TASK OBJECTIVE:
The entries below contain a line with "negative clicks: (161, 109) (143, 125)" and a line with "positive clicks: (126, 134)". Quote exactly those two lines and all lines between them.

Dataset entries:
==================================================

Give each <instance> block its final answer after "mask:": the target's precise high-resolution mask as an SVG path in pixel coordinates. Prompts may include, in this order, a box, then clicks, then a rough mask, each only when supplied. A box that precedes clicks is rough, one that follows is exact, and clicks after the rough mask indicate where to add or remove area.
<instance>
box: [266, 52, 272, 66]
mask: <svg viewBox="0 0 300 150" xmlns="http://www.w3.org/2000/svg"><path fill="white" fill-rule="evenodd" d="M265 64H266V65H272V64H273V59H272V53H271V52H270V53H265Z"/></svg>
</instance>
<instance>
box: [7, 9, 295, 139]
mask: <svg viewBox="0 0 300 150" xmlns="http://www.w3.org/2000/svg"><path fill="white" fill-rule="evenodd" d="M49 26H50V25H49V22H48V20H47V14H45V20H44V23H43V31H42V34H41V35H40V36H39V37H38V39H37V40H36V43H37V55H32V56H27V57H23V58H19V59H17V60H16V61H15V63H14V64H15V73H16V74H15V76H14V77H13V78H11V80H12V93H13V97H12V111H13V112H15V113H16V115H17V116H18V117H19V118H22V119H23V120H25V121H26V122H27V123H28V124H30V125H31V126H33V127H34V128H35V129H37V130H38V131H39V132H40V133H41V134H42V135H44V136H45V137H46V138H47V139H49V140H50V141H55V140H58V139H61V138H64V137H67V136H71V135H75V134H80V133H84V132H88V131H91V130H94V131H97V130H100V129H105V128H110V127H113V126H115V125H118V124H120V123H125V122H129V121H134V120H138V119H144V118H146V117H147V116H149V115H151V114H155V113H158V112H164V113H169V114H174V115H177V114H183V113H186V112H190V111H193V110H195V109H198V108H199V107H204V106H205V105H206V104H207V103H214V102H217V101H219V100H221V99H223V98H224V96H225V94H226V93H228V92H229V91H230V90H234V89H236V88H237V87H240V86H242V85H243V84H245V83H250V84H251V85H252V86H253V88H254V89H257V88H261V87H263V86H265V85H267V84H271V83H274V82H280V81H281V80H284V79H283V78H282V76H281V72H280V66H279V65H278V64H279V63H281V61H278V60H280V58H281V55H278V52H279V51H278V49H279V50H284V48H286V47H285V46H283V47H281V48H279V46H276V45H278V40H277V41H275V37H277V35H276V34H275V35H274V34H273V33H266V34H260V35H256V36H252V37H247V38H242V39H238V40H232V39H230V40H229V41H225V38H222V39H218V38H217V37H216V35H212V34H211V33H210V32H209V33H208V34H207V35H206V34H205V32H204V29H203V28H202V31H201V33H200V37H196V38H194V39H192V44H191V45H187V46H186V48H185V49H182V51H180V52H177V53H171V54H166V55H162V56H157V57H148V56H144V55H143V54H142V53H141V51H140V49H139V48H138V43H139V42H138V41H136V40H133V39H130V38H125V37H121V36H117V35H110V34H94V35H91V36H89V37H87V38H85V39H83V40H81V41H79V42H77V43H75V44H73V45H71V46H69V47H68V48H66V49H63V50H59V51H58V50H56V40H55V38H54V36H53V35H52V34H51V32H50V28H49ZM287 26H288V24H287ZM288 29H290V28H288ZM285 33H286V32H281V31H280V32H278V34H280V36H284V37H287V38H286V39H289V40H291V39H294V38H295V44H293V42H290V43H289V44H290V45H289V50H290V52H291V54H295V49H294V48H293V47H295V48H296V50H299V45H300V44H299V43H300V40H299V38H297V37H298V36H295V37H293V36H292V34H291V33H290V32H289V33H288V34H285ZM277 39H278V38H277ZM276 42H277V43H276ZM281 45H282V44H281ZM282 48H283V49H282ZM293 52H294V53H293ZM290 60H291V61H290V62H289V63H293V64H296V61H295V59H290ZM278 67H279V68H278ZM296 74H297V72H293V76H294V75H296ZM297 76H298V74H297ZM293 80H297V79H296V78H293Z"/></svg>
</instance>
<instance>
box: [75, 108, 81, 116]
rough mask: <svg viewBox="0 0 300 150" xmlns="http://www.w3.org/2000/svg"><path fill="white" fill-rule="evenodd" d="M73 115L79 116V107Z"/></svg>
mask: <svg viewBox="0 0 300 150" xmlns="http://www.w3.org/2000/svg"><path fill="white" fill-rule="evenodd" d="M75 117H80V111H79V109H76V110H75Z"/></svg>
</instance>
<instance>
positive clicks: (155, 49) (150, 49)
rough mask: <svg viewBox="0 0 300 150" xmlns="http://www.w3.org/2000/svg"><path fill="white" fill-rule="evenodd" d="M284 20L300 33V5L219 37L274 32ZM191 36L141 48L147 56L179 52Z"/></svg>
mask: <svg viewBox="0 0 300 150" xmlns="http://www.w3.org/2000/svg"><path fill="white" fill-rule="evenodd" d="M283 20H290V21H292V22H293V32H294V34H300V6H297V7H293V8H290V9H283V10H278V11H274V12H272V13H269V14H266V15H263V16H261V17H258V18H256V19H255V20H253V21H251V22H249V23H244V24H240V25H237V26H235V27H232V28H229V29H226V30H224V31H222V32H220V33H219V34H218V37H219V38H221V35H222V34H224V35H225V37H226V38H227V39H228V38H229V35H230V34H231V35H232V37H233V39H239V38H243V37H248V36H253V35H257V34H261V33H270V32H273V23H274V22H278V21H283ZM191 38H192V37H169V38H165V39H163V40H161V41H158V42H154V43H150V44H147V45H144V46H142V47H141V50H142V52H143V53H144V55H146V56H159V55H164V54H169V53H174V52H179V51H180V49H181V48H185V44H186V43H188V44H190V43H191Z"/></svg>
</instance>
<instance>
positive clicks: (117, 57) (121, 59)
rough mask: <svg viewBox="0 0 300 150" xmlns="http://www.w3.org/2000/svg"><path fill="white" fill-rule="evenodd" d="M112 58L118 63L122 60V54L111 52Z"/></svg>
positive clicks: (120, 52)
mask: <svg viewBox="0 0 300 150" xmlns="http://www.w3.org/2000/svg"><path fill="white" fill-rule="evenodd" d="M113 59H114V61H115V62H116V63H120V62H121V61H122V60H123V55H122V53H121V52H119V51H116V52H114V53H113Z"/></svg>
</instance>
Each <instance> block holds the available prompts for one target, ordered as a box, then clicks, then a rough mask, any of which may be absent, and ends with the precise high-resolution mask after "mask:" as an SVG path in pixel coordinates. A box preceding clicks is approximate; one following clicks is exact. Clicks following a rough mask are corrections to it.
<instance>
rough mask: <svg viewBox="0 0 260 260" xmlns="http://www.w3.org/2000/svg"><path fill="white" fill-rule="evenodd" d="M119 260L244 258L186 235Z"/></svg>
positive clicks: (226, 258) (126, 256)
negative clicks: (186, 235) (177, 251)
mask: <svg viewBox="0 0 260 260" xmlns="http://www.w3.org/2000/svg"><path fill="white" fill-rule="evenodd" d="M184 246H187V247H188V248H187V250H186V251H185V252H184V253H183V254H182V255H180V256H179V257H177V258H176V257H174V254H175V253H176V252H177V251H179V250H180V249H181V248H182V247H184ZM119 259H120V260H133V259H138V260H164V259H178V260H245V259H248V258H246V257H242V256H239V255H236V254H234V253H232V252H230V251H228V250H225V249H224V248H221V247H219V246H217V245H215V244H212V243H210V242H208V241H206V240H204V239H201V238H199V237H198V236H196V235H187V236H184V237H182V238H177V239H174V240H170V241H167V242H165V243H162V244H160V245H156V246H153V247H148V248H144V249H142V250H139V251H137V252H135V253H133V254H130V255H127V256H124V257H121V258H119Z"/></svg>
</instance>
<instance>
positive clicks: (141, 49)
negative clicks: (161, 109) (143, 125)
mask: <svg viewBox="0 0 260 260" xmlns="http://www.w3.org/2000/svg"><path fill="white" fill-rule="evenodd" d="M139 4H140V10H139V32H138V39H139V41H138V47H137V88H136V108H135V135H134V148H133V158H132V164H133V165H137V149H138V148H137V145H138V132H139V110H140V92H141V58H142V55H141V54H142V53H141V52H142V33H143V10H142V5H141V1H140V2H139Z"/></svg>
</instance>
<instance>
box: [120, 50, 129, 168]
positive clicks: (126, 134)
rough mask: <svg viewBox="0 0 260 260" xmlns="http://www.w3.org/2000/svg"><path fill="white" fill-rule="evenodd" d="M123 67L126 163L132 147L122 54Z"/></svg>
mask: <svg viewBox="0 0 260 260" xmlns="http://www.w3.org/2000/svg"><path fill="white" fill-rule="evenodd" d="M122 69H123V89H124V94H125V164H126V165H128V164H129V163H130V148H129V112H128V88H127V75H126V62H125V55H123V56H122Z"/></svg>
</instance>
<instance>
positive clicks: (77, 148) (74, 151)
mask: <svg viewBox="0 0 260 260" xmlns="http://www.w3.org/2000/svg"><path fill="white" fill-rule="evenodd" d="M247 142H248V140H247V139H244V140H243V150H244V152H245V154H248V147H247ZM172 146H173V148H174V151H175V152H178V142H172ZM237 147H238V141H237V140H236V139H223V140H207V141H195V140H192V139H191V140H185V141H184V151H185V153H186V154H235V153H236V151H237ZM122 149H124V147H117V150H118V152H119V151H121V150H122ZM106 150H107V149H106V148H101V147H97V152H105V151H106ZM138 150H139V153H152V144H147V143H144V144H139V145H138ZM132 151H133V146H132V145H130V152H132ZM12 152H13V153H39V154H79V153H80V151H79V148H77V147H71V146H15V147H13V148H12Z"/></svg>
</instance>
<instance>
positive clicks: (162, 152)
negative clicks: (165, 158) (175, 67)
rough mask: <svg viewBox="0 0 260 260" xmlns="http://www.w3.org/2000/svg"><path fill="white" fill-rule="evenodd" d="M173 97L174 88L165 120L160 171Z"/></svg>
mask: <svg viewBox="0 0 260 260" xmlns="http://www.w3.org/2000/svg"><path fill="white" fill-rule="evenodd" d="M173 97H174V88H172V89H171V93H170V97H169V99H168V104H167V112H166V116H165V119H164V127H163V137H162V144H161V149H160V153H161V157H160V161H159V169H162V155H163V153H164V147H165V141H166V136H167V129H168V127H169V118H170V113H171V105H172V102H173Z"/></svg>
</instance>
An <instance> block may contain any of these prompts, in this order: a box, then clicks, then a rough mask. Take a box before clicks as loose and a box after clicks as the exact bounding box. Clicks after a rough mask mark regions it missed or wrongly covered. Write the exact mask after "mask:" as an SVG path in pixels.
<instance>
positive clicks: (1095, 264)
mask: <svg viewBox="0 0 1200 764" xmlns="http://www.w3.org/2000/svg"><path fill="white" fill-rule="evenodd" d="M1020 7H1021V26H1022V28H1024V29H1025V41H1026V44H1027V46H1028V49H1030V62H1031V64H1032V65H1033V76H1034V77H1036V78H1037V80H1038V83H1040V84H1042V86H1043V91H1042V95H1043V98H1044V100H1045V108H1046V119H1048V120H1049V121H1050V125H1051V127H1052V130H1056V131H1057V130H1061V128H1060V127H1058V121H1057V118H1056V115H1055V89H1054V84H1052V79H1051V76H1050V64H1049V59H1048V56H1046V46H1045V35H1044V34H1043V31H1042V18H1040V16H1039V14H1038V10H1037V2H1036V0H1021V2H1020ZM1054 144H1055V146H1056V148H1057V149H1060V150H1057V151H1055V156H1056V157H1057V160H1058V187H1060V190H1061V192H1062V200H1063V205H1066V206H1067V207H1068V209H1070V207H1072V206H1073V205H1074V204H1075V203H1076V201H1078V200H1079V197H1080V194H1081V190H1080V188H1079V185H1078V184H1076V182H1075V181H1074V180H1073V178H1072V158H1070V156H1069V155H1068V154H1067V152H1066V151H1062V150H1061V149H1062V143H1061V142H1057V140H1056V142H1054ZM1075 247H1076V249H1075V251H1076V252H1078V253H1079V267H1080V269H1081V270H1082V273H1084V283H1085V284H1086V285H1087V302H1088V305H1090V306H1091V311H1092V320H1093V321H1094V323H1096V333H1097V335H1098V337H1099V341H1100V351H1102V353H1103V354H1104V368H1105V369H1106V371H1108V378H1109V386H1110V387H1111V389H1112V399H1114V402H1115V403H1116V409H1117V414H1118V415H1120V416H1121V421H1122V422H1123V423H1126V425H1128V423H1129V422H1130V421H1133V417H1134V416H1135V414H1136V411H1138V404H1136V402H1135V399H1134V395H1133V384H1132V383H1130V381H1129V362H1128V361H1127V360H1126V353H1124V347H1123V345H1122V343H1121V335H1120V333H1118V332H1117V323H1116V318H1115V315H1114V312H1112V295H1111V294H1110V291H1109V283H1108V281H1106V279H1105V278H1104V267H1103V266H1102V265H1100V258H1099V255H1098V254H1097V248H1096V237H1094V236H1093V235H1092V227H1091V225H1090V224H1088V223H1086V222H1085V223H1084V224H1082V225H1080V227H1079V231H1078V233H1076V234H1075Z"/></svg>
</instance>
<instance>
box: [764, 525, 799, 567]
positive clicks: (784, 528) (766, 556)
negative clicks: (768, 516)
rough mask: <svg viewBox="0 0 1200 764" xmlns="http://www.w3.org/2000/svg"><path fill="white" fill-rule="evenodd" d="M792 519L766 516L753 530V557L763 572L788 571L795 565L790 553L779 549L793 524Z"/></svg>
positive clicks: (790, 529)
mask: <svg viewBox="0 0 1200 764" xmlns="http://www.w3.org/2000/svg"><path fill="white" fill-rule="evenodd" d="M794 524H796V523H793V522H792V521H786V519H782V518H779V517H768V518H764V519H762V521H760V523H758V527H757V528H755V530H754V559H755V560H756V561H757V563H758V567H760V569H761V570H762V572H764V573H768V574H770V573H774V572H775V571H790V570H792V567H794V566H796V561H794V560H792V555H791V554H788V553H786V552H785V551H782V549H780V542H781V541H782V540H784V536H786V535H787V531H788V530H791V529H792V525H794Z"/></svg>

==================================================

ANSWER SPACE:
negative clicks: (161, 109) (143, 125)
mask: <svg viewBox="0 0 260 260" xmlns="http://www.w3.org/2000/svg"><path fill="white" fill-rule="evenodd" d="M139 4H140V10H139V32H138V39H139V41H138V47H137V88H136V108H135V135H134V148H133V158H132V164H133V165H137V149H138V148H137V145H138V132H139V110H140V92H141V58H142V55H141V54H142V53H141V52H142V33H143V10H142V5H141V1H140V2H139Z"/></svg>
</instance>
<instance>
box: [120, 50, 129, 168]
positive clicks: (126, 134)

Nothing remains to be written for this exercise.